■ **GIVEN REQUEST**: Extract verbatim the part of the listing that opens with its first line and closes with the line containing "[(44, 7), (48, 7)]", both ends included.

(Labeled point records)
-- START --

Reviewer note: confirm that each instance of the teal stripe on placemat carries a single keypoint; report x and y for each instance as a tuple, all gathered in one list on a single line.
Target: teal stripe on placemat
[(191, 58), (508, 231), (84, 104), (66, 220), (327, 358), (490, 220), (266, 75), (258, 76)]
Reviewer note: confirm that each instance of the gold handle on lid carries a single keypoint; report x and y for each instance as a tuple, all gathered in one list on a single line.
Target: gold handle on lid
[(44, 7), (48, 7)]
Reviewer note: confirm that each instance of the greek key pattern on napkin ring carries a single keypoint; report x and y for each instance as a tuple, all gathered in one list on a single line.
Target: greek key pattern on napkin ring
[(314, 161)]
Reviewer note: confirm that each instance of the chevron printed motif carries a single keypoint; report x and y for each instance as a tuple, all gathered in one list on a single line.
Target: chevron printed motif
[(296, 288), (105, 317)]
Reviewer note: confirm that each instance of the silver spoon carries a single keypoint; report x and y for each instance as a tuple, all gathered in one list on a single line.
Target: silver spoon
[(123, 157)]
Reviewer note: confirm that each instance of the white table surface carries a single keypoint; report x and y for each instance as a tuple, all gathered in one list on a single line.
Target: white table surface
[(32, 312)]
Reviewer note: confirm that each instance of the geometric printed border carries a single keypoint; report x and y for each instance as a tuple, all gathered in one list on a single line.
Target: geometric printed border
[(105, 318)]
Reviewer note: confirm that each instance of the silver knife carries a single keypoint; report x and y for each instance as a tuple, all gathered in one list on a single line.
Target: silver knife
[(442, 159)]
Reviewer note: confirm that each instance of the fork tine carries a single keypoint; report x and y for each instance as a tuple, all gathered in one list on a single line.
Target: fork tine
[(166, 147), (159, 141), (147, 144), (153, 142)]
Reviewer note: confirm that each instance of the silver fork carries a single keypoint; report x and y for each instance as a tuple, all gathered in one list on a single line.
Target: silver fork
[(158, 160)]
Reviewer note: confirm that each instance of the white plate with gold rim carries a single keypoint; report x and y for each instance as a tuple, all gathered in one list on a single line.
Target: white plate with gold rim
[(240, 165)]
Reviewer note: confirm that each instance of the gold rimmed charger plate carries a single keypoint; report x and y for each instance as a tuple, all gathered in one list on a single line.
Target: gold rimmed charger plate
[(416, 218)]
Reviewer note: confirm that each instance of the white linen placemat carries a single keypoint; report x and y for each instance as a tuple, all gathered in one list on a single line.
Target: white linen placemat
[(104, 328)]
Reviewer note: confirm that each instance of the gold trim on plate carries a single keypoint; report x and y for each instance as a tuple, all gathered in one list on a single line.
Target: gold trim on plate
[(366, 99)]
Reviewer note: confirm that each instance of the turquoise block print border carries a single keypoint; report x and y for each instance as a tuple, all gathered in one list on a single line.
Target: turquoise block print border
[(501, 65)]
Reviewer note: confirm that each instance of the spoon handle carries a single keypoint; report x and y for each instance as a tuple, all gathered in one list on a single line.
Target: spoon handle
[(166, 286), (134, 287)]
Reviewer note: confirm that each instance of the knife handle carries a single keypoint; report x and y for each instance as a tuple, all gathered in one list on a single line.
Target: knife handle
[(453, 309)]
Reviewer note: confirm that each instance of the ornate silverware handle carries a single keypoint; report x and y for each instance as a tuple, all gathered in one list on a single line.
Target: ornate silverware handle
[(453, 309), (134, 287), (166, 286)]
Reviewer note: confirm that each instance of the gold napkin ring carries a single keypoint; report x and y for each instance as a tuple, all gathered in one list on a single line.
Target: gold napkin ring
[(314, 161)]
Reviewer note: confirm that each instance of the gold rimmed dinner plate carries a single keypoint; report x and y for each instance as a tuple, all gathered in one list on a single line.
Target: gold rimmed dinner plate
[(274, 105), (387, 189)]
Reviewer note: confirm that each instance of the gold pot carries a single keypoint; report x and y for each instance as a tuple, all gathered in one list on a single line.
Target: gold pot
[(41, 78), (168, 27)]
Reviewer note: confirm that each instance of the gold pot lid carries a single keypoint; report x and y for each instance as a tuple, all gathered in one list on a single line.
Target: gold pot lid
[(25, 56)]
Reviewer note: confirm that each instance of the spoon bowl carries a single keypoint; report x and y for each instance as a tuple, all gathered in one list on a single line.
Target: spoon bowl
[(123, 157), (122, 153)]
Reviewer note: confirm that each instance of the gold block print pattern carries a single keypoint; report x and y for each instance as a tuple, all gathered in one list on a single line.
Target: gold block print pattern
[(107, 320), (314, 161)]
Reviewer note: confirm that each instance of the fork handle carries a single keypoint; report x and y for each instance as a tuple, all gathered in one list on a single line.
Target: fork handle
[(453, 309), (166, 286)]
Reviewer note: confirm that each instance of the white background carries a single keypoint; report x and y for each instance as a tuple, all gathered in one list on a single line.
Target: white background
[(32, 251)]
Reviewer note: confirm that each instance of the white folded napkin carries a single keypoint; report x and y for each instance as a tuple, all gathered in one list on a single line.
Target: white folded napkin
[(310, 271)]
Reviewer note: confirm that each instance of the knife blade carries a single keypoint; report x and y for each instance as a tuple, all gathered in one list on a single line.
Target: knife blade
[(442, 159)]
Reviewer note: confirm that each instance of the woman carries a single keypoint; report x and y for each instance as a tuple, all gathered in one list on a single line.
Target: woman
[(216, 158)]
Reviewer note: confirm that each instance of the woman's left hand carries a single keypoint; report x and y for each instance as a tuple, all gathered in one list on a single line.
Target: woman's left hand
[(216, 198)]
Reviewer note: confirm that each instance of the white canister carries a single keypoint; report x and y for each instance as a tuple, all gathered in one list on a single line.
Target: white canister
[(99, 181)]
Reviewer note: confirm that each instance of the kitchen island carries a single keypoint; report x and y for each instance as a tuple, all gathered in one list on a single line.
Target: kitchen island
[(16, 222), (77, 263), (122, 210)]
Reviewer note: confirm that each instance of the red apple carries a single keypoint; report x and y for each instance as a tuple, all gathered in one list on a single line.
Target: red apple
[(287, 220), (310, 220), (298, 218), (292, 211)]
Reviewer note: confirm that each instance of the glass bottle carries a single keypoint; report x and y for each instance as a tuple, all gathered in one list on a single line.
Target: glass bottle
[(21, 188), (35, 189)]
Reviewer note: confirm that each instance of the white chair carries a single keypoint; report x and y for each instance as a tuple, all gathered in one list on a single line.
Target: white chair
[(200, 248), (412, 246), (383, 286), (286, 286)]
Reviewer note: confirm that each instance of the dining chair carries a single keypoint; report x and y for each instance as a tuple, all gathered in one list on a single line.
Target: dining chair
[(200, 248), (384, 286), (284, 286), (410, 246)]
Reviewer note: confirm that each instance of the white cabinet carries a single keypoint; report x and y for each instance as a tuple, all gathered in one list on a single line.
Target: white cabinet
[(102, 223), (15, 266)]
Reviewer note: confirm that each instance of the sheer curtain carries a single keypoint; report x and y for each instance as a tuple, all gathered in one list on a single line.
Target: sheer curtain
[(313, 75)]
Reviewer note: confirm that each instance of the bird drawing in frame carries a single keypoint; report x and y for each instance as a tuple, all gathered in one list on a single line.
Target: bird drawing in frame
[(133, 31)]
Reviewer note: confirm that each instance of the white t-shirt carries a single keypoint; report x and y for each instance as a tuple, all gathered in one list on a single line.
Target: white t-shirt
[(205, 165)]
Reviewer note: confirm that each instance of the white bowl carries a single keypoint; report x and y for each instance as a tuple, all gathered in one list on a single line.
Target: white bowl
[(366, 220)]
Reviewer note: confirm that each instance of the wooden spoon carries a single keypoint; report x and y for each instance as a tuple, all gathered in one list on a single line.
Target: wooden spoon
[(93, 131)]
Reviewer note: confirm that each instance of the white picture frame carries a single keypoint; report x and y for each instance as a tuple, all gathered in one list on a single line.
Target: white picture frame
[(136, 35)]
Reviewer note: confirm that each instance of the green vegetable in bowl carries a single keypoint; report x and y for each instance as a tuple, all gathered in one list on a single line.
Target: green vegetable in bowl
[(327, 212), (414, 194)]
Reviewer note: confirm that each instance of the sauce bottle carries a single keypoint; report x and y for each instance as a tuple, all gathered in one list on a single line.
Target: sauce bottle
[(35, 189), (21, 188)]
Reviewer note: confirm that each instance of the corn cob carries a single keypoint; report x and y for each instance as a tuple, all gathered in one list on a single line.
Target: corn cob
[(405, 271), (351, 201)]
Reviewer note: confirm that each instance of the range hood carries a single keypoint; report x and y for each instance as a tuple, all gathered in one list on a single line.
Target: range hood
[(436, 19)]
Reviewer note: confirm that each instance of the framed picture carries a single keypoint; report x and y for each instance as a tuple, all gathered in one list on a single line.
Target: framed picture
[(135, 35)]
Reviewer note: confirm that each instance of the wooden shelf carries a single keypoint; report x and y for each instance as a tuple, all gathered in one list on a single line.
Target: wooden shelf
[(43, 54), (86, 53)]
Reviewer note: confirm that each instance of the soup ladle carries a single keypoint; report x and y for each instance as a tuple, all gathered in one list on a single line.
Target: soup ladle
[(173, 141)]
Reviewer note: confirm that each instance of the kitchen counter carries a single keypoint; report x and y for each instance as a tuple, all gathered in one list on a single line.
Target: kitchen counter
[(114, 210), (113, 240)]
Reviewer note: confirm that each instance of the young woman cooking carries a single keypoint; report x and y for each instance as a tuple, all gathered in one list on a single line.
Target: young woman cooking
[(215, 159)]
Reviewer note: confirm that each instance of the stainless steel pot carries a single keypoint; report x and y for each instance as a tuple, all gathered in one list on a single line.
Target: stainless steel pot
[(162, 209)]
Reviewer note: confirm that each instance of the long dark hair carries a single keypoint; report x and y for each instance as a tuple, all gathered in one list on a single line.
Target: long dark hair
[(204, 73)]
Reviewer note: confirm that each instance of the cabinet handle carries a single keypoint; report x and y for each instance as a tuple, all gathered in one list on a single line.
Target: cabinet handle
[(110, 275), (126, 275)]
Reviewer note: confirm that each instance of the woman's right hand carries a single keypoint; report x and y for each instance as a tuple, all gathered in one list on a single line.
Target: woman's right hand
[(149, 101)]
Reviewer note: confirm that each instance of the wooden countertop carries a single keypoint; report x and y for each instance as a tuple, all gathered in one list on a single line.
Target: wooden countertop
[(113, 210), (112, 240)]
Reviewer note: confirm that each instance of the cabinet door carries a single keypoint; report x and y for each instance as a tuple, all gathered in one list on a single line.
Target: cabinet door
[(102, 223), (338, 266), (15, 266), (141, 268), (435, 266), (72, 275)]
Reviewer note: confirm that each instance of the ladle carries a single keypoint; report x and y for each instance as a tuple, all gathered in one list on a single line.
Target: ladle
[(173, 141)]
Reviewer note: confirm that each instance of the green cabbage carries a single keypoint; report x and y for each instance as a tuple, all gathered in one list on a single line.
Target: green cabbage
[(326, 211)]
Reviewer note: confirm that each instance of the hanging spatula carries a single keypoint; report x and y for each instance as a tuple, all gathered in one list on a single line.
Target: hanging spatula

-- END --

■ **WRITTEN SOLUTION**:
Reviewer note: confirm that each instance of the teal stripe on placemat carries a single keypoint; report x and y for each instance as a tuple, all gathered in one list on a single line.
Target: teal stripe on placemat
[(191, 58), (508, 231), (84, 104), (66, 220), (327, 358), (490, 220), (266, 75), (258, 76)]
Reviewer note: confirm that each instance of the gold handle on lid carries a single keypoint; report x and y for each instance as a tuple, all gathered in one list on a single line.
Target: gold handle on lid
[(44, 7), (48, 7)]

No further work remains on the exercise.